| Problems and tasks |
[a] Print the passage of the article on opioids and COPD starting at "Older adults with chronic obstructive pulmonary disease who" and ending at "of the study.".
[b] List every percentage figure or range given in the article on opioids and COPD.
[c] Go on with the article on opioid use in COPD from where it stops.

##### Reading text #####

Older adults with chronic obstructive pulmonary disease who start using opioids have a more than two-fold higher risk of dying from a respiratory-related complication compared to non-opioid users, St. Michael’s Hospital researchers have found. When researchers looked specifically at more potent opioids, they found the risk for respiratory-related death was five times higher for new opioid users compared to non-opioid users.
The study, published today in the European Respiratory Journal, raises safety concerns about new opioid use among older adults with chronic obstructive pulmonary disease, or COPD, a progressive lung disease that causes breathing difficulty, said Dr. Nicholas Vozoris, a respirologist at St. Michael’s and lead author of the study.
COPD affects approximately four to 10 per cent of the Canadian population, with the five-year mortality rate from 40 to 70 per cent, depending on the severity. The two-year mortality rate for people with severe COPD is about 50 per cent.

##### Records shown #####

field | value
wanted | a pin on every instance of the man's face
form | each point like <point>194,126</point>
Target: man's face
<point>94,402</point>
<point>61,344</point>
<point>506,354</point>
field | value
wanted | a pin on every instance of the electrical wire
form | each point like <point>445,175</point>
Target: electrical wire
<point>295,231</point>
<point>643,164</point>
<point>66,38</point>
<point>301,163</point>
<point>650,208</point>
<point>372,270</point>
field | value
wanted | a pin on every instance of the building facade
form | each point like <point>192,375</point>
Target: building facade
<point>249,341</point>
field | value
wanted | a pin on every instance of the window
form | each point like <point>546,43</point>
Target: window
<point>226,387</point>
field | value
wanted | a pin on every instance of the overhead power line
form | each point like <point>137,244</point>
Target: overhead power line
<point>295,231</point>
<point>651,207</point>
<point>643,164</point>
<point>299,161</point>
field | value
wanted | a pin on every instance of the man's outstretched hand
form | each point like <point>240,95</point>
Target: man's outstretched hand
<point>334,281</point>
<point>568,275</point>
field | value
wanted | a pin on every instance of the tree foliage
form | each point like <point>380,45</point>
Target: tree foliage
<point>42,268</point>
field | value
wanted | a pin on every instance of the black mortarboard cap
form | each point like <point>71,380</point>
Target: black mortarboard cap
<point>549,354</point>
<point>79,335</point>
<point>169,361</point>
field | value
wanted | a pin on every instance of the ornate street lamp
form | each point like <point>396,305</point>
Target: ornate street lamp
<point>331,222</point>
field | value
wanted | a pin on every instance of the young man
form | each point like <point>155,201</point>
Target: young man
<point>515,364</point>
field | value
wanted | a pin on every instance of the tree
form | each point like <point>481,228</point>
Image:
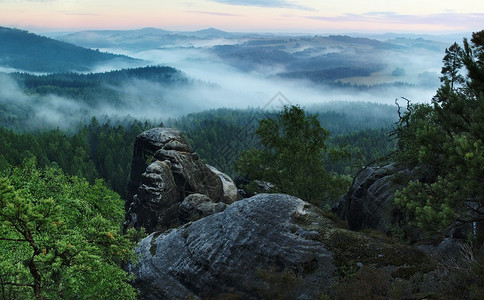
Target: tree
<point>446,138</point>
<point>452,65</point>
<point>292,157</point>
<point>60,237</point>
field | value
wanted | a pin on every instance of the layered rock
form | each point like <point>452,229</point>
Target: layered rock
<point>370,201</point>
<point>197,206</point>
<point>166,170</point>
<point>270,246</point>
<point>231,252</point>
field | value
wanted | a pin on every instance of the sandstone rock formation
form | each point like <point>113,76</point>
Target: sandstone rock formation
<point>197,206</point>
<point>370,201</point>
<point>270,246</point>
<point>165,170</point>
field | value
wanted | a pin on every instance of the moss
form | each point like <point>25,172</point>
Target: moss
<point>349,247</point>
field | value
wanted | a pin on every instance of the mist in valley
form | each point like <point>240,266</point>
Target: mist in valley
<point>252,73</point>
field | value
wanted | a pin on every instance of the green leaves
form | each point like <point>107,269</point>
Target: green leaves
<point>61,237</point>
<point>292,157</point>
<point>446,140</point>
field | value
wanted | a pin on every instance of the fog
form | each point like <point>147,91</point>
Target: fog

#####

| Answers below |
[a]
Older adults with chronic obstructive pulmonary disease who start using opioids have a more than two-fold higher risk of dying from a respiratory-related complication compared to non-opioid users, St. Michael’s Hospital researchers have found. When researchers looked specifically at more potent opioids, they found the risk for respiratory-related death was five times higher for new opioid users compared to non-opioid users.
The study, published today in the European Respiratory Journal, raises safety concerns about new opioid use among older adults with chronic obstructive pulmonary disease, or COPD, a progressive lung disease that causes breathing difficulty, said Dr. Nicholas Vozoris, a respirologist at St. Michael’s and lead author of the study.

[b]
- four to 10 per cent
- 40 to 70 per cent
- about 50 per cent

[c]
The researchers looked at the records of more than 130,000 adults in Ontario age 66 and older with COPD, using multiple provincial health care administrative databases at the Institute for Clinical Evaluative Sciences.
“Previous research has shown about three-quarters of older adults with COPD have been prescribed opioids, which is an incredibly high rate of new use in a population that is potentially more sensitive to narcotics,” said Dr. Vozoris. “Our new findings show there are not only increased risks for respiratory-related death associated with new opioid use, but also increased risk, of visits to emergency rooms, hospitalizations and needing antibiotics or steroid pills.”
Dr. Vozoris found that 68 per cent of older adults with COPD living in the community were given a new opioid prescription between April 2007 and March 2012. Opioids, such as codeine, oxycodone and morphine are prescribed frequently among older adults with COPD to help treat chronic muscle and bone pain, persisting cough and shortness of breath despite inhaler therapy, as well as insomnia.
“This is a population that has a chronic lung disease, with symptoms that can sometimes be challenging to manage,” said Dr. Vozoris. “This class of drugs may offer some relief, however, there is also evidence suggesting that opioids can adversely affect breathing and lung health in people who already have chronically compromised lungs.”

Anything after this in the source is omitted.